══ SUPPLIED INFORMATION
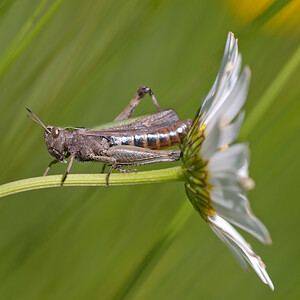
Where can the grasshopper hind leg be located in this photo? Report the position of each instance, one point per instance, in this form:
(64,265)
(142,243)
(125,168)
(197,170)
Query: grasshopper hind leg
(130,108)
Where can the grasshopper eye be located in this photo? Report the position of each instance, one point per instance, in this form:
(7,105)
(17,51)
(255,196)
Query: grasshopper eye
(55,132)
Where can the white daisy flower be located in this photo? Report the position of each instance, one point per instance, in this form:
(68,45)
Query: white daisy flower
(216,172)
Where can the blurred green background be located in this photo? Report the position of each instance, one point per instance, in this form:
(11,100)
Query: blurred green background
(79,63)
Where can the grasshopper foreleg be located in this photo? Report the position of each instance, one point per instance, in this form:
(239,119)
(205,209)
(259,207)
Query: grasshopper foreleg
(53,162)
(128,111)
(68,170)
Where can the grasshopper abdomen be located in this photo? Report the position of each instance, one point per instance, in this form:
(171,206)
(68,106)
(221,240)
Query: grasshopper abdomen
(160,139)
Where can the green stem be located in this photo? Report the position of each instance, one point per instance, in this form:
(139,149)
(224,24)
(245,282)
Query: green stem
(155,176)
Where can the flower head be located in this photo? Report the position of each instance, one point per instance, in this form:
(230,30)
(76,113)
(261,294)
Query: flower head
(216,171)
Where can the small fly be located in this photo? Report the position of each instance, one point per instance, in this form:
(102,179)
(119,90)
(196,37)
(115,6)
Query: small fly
(125,142)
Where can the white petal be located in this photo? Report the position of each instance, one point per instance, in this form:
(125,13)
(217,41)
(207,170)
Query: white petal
(231,159)
(211,142)
(230,133)
(229,56)
(226,179)
(239,247)
(235,208)
(230,106)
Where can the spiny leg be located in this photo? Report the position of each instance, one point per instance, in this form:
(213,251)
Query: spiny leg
(105,160)
(103,168)
(68,170)
(53,162)
(128,111)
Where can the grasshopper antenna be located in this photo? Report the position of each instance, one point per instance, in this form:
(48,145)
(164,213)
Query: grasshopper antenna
(36,119)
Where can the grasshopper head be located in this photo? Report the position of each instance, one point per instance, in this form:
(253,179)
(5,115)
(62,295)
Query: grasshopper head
(55,139)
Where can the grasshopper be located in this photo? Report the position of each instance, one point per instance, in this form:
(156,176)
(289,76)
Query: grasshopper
(125,142)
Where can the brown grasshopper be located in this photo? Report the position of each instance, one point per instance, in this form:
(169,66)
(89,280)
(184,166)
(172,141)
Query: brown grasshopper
(124,142)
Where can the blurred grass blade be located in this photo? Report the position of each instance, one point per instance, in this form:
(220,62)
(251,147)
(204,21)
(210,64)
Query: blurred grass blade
(27,34)
(270,94)
(153,256)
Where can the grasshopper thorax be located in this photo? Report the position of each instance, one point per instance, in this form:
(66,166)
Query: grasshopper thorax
(57,141)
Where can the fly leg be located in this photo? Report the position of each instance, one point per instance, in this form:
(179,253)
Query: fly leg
(53,162)
(128,111)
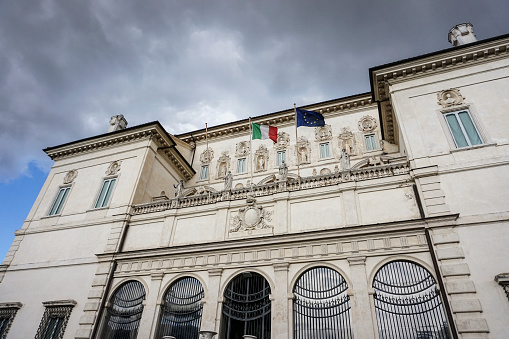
════
• **WORK ORDER**:
Pictures aside, repeat every line of the data above exactly.

• **SOLUTION TO THE EXERCISE**:
Where can the grasshopper hind leg be located in this photo? Report the position of each instance, one point per instance, in this form:
(64,265)
(142,243)
(125,168)
(197,170)
Query: grasshopper hind leg
(130,108)
Where can the grasshopper eye be located in this photo? Report the position of each instance, one point per instance, in this form:
(7,105)
(17,51)
(255,196)
Query: grasshopper eye
(55,132)
Where can the white daisy flower be located in this photo? Report the position of each instance, one point per instance, in this form:
(68,45)
Query: white daisy flower
(216,172)
Where can the blurred green background be located in this photo? Report the position of each instance, one point per instance, in this form:
(11,100)
Query: blurred green background
(79,63)
Where can the grasshopper foreleg be located in this photo? Report the position of each instance, one point per instance, in this form:
(239,119)
(205,209)
(259,207)
Query: grasshopper foreleg
(53,162)
(128,111)
(68,170)
Where can the grasshopper abdomen be located in this photo? Report the position of each instance, one point per instance, in this form:
(171,206)
(68,106)
(221,240)
Query: grasshopper abdomen
(160,139)
Where can the green stem be located in this photo? Report the position of each instance, one point per instance, in this form:
(139,149)
(224,24)
(245,282)
Query: green stem
(155,176)
Where can the flower head be located in this photo? Report the position of each instance, one point per instance, in this form:
(230,30)
(76,113)
(261,294)
Query: flower head
(216,171)
Where can the small fly be located in this photo? Report the position of each instance, one point per instance, in this form:
(102,179)
(119,90)
(196,37)
(115,6)
Query: small fly
(125,142)
Where can the white petal be located in this photo? Report the position of each instance, one point per instance, in this form:
(125,13)
(217,41)
(207,170)
Query: white petal
(231,159)
(211,142)
(230,133)
(229,56)
(226,179)
(239,247)
(235,208)
(230,106)
Where can the spiny leg be located in this photo? Report the position of each instance, one point per instance, in this form:
(213,251)
Query: spiny leg
(105,160)
(103,168)
(68,170)
(53,162)
(128,111)
Where can the grasshopper antenna be located in this photo? Report the position of each instance, one point per instance, in this form:
(48,145)
(164,213)
Query: grasshopper antenna
(36,119)
Where can the grasshopper head be located in this photo? Report the position of each instance, one point per instance, in this form:
(253,179)
(5,115)
(62,295)
Query: grasshopper head
(55,139)
Where can the grasshopper be located in this photo? Report the position of each instance, one point per instance, in this form:
(156,176)
(289,76)
Query: grasshopper
(125,142)
Where can the brown grasshopper be located in this photo? Report the position of each instance, one point per instance, in this form:
(169,66)
(89,280)
(184,166)
(172,141)
Query: brown grasshopper
(124,142)
Where can the blurred grass blade be located in this photo? Report the position of each instance, one point per instance, in this form:
(220,62)
(251,147)
(204,21)
(210,64)
Query: blurred grass blade
(27,34)
(270,94)
(153,256)
Where can the grasshopper thorax be located in this photo? Report the position of each instance, one point per instance, in this form:
(66,166)
Query: grasshopper thorax
(57,141)
Where can the fly leg be located in this photo? Report the position of each instance, one point per instance, in this form:
(179,253)
Query: fly leg
(53,162)
(128,111)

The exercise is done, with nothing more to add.